● **Exercise instructions**:
Repeat word for word everything from the line containing "of the blue" to the end of the listing, first and last lines included, and only that.

====== Information provided ======

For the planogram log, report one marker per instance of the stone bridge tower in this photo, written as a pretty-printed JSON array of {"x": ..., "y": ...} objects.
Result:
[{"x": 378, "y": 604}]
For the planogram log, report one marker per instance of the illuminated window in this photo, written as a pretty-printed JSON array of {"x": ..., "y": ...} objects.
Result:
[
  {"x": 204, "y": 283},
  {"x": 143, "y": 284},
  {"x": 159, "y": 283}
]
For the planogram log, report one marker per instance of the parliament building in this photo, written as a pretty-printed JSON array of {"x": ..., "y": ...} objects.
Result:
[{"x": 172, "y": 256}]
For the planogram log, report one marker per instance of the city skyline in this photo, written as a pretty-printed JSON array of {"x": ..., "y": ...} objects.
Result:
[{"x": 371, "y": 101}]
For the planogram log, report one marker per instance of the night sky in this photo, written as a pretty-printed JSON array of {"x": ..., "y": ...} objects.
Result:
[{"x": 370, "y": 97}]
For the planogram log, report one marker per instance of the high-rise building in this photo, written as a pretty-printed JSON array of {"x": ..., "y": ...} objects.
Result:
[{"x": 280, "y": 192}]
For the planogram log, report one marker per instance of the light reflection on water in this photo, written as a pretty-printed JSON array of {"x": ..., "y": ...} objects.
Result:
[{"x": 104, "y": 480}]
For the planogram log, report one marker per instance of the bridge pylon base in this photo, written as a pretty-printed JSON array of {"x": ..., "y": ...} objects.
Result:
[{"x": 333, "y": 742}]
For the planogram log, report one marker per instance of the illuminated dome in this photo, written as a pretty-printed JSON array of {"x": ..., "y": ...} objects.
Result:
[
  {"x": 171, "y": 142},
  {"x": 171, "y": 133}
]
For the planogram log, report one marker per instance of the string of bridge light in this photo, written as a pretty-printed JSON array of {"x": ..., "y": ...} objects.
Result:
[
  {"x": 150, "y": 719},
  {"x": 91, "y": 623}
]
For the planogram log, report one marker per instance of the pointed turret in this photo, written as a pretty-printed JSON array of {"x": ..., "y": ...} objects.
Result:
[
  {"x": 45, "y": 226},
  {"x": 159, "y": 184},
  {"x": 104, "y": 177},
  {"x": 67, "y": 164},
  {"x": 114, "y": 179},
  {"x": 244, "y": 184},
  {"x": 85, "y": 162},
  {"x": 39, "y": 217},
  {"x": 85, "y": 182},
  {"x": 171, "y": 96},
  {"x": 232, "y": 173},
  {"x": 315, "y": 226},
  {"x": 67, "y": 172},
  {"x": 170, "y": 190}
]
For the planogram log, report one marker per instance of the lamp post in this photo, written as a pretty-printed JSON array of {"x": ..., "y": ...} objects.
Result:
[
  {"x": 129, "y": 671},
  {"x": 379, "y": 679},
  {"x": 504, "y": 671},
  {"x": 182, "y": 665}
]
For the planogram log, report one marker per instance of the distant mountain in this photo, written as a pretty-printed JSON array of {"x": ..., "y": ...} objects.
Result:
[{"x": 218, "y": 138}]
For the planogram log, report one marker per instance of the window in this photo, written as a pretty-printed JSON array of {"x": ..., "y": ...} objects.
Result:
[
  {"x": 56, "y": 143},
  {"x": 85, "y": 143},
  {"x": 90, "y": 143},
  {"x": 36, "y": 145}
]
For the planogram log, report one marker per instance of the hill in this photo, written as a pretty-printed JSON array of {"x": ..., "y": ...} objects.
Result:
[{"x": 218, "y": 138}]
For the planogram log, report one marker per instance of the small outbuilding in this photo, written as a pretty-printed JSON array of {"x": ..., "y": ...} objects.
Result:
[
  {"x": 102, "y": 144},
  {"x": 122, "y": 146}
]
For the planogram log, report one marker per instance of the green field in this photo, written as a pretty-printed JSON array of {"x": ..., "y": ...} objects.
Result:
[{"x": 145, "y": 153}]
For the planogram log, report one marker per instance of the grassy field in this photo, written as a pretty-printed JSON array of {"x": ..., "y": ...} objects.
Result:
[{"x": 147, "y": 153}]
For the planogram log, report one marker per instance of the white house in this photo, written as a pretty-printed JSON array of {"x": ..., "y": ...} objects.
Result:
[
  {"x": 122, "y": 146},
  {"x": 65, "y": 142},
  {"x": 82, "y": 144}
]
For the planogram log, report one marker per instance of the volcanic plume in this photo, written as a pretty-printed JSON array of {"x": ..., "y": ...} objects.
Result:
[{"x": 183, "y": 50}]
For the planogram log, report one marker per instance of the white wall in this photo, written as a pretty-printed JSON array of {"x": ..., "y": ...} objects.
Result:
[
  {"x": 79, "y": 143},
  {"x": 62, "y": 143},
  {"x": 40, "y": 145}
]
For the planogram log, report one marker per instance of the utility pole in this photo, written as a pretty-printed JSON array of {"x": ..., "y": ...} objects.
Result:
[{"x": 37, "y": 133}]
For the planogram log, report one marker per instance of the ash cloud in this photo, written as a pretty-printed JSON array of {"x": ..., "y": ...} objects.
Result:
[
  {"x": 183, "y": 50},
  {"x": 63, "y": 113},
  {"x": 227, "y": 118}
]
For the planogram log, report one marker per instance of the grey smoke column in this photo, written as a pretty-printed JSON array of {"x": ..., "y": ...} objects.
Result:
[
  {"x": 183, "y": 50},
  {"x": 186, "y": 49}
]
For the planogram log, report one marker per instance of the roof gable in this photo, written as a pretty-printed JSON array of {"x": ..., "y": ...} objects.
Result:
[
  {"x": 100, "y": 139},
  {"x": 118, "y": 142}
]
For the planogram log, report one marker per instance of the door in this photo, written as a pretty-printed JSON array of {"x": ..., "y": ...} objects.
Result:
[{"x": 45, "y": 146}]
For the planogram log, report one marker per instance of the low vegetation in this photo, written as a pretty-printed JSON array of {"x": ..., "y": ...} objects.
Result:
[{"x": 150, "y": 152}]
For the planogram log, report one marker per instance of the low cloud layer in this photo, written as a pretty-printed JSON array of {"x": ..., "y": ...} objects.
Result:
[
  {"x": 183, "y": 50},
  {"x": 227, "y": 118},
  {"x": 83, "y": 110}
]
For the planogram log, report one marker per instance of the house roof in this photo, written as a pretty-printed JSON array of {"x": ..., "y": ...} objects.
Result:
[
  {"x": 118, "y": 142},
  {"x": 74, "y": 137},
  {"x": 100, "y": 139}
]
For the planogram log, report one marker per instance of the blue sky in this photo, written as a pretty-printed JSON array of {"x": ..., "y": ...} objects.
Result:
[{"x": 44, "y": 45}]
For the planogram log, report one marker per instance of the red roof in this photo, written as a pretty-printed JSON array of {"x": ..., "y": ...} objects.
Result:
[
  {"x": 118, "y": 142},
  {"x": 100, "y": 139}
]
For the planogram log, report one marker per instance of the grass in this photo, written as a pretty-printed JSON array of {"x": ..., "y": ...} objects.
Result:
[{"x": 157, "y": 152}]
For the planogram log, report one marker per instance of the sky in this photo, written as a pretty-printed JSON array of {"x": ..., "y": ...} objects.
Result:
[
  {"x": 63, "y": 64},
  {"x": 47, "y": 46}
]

======

● **Exercise answer**:
For the planogram log, report one marker per instance of the blue sky in this photo, written as a pretty-printed JSON array of {"x": ..., "y": ...} objects.
Result:
[{"x": 44, "y": 45}]
For the planogram log, report one marker per instance of the red roof in this photo, written as a pretty-printed JSON array of {"x": ..., "y": ...} objects.
Result:
[
  {"x": 118, "y": 142},
  {"x": 100, "y": 139}
]
For the planogram log, report one marker per instance of the grass in this photo, written as a pretty-printed JSON array of {"x": ..., "y": ...} objects.
Result:
[{"x": 157, "y": 152}]
For the planogram log, report one marker per instance of the sky in this photo, written as a pretty-printed JSON array of {"x": ..., "y": ...} objects.
Result:
[
  {"x": 63, "y": 64},
  {"x": 47, "y": 46}
]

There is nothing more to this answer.